## Selected text
★ ★ ★ ★ ★

My advice is to do what you love and love what you do. If you're doing something you're not excited about it, you may need to rethink your career choice. My other advice would be to surround yourself with good mentors and advisors who can provide sage advice on your career, research, and clinical work. I'm fortunate to have had a team of mentors, including Edward L. C. Pritchett, MD, Robert M. Califf, MD, and Daniel Mark, MD, MPH. More recently I have had the pleasure of collaborating with William G. Stevenson, MD, FHRS from whom I have learned a lot.
What is one of your favorite cities and why?
I love to travel, learn about new cultures, and meet new people. Within the US, my favorite city is San Francisco. My two favorite cities abroad are Vancouver and Vienna.
Do you have any hobbies?
I've been running since my 20s, but it wasn't until recently that I started running half-marathons. On October 14, 2017, I ran the Cannonball Half Marathon in Greensboro, NC to raise awareness for SCA. I set a new half-marathon personal record with a finishing time of 1 hour, 56 minutes and 49 seconds, ranking second among women in my age group.
Thank you to the following donors for support my effort:
Sumeet S. Chugh, MD, FHRS
Joseph E. Marine, MD, FHRS
William G. Stevenson, MD, FHRS
T. Jared Bunch, MD
James P. Daubert, MD, FHRS
James H. Youngblood
Samir F. Saba, MD, FHRS
Sean D. Pokorney, MD
Jodie L. Hurwitz, MD, FHRS
Nancy Allen LaPointe
Hugh Calkins, MD, FHRS
Melissa H. Kong, MD, FHRS
Emelia J. Benjamin, MD
More about Sana M. Al-Khatib, MD, FHRS, CCDS
Sana M. Al-Khatib, MD, FHRS, CCDS is a tenured Professor of Medicine at Duke University Medical Center (DUMC). She received her MD degree from the American University of Beirut and trained in internal medicine, cardiology, and cardiac electrophysiology at DUMC, where she also received her Master’s in Health Sciences degree.

★ ★ ★ ★ ★

## Source information
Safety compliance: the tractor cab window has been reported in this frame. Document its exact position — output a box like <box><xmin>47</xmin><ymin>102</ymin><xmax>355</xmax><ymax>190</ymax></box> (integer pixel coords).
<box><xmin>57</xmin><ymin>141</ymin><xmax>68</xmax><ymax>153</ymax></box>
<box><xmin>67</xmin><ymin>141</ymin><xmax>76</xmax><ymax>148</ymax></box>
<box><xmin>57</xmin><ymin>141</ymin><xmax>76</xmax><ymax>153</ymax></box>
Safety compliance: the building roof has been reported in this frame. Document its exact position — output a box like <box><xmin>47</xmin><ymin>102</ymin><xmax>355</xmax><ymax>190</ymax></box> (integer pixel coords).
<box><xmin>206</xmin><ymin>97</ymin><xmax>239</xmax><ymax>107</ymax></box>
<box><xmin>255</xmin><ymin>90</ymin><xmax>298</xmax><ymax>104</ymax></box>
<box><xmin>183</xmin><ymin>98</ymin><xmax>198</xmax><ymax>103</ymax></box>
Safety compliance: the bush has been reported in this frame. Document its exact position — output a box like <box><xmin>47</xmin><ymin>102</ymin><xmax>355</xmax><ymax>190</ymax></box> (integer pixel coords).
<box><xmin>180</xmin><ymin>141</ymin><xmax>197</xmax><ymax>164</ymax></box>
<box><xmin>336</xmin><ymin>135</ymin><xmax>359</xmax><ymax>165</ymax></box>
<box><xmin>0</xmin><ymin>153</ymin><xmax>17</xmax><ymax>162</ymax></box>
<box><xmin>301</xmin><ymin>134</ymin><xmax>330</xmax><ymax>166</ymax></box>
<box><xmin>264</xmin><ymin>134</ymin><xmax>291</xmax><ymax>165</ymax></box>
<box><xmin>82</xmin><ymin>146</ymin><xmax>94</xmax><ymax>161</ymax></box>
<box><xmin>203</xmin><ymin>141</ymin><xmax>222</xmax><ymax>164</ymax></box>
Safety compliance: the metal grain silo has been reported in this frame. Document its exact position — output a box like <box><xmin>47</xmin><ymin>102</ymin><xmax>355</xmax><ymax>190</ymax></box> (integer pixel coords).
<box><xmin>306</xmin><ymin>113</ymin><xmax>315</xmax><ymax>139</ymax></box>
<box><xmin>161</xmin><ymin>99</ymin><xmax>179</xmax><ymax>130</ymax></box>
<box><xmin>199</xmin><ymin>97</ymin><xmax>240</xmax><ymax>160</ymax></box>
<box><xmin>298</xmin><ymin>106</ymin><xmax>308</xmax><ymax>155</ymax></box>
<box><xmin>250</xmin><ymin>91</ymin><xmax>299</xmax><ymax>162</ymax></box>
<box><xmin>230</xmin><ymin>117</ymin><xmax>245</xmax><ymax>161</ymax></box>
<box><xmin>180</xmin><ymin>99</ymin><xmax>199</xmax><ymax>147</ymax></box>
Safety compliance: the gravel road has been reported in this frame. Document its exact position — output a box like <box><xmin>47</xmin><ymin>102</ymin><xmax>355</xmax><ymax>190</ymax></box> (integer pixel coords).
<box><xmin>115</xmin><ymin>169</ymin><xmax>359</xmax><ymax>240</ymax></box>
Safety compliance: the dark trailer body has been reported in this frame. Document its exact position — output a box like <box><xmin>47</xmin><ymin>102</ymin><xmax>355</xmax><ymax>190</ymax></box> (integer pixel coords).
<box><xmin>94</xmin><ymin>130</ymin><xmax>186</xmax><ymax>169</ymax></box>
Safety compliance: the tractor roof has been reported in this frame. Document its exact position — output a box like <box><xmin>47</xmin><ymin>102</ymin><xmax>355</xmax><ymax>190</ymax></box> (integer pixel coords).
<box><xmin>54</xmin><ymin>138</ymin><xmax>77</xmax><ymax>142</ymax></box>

★ ★ ★ ★ ★

## What you should do
Translate this sentence from the profile of Sana M. Al-Khatib into Spanish: "I've been running since my 20s, but it wasn't until recently that I started running half-marathons."

## Exercise solution
Corro desde que tenía veintitantos años, pero no fue hasta hace poco que empecé a correr medios maratones.